**Task requirements**:
Provide the data again in its entirety, exactly as given.
---------- Dataset content
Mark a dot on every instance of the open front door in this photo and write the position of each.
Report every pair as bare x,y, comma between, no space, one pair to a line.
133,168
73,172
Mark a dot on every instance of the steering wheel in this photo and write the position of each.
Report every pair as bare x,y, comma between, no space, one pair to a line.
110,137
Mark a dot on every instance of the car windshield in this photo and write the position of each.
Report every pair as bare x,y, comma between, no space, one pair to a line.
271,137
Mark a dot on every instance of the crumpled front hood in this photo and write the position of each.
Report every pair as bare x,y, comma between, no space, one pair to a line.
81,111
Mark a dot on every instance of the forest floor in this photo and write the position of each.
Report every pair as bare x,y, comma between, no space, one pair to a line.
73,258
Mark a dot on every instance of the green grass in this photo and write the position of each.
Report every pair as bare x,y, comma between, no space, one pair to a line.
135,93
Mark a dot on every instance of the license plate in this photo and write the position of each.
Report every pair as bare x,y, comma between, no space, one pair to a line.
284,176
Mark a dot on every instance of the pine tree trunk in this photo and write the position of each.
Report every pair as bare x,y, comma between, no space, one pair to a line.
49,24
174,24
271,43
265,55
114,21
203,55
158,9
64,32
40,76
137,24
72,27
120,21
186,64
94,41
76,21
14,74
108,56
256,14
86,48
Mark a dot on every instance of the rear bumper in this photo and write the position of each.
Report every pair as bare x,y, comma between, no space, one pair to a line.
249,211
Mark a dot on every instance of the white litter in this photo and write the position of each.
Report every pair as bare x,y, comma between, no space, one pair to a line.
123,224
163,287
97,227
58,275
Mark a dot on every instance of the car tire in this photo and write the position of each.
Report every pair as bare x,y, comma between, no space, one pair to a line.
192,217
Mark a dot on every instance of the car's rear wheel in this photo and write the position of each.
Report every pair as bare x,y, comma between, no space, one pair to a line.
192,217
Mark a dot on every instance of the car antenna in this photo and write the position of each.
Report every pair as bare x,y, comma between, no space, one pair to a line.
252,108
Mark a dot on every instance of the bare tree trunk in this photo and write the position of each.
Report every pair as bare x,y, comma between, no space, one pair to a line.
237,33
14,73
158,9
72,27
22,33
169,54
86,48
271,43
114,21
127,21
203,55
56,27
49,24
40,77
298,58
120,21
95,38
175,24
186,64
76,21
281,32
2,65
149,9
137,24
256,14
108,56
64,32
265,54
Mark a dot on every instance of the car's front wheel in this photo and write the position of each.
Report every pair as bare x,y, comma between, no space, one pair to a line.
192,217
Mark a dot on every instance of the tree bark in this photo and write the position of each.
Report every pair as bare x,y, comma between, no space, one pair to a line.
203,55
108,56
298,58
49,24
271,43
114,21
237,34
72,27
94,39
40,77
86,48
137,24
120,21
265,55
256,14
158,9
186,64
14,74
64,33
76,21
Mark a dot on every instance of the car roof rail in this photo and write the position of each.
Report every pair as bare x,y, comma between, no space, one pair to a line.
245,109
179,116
--------------------
**Problem solution**:
Mark a dot on every instance of the open front door in this photo and write the position of each.
Report every pair as bare x,y, comma between, no space, one pair to a line.
133,168
73,172
Mark a dot on every instance of the steering wheel in this photo and write the position of each.
Report every pair as bare x,y, comma between, no space, one pair to a line.
110,137
Mark a dot on every instance of the car windshield in this photo and write the position of each.
Report every pair as bare x,y, comma between, no space, one pair to a line.
271,137
Mark a dot on every instance of the crumpled front hood in this photo and write the position of each.
Report every pair as bare x,y, comma between, no space, one pair to a line.
81,111
Mark a dot on every instance of the forest floor in this photo and write the position of each.
Report every pair as bare x,y, comma between, no space, one pair to a line.
73,258
Mark a dot on every instance of the green grass in this photo and write the position of each.
Report every pair as bare x,y, comma between, no space, one pair to a line.
135,93
Mark a dot on every instance of the license plate in this photo and write the position of each.
Report every pair as bare x,y, comma between, no space, one pair to a line.
284,176
Mark a dot on every instance of the pine tree trunk in this photo and write the position of each.
Report every pair as bare x,y, comma between, no space, one pair to a line.
49,24
174,24
271,43
265,55
114,21
203,55
158,9
64,32
40,76
137,24
72,27
120,21
186,64
94,41
76,21
14,74
108,56
256,14
86,48
Mark a dot on every instance of the rear bumper in this photo and write the position of each.
Report every pair as bare x,y, comma between, no space, one pair to a line.
249,211
Mark a dot on every instance of the white litter in this photo and write the position of each.
Report every pair as bare x,y, comma between, no space, one pair to a line.
123,224
163,287
97,227
58,275
Mark a dot on every instance of the car tire in this photo and write the position of each.
Report every pair as bare x,y, comma between, no space, one pair to a line.
192,217
Mark a dot on every instance of the car's rear wheel in this photo and write the position of each.
Report every pair as bare x,y, comma between, no space, one pair to a line.
192,217
Mark a dot on every instance of the car antenna in this photo and write the position of each.
Report every pair as bare x,y, comma between, no space, one pair to a line.
252,108
Mark a dot on every instance of the bare tree trunk in this photo and write the position of each.
Report every pair as bare x,y, comma between, no space, one pair to a line.
237,33
14,73
158,9
72,27
22,33
169,54
86,48
271,43
114,21
127,21
203,55
56,27
49,24
40,77
298,58
120,21
95,38
175,24
186,64
76,21
281,32
2,65
149,9
137,24
256,14
108,56
64,32
265,54
Mark a dot on every instance of the car's front wheel in this photo and write the position of each.
Report every pair as bare x,y, comma between, no space, one pair to a line.
192,217
Mark a dot on every instance of the tree bark in this photo and write the position of each.
Report every pair as bare x,y, comma between, no space, one pair to a line.
203,55
108,56
298,58
49,24
271,43
114,21
237,34
72,27
94,39
40,77
86,48
137,24
120,21
265,55
256,14
158,9
186,64
14,74
64,33
76,21
Mark a dot on every instance of the car roof rail in this photo and write the position of each.
Report every pair as bare x,y, comma between, no space, one pair to a line.
245,109
179,116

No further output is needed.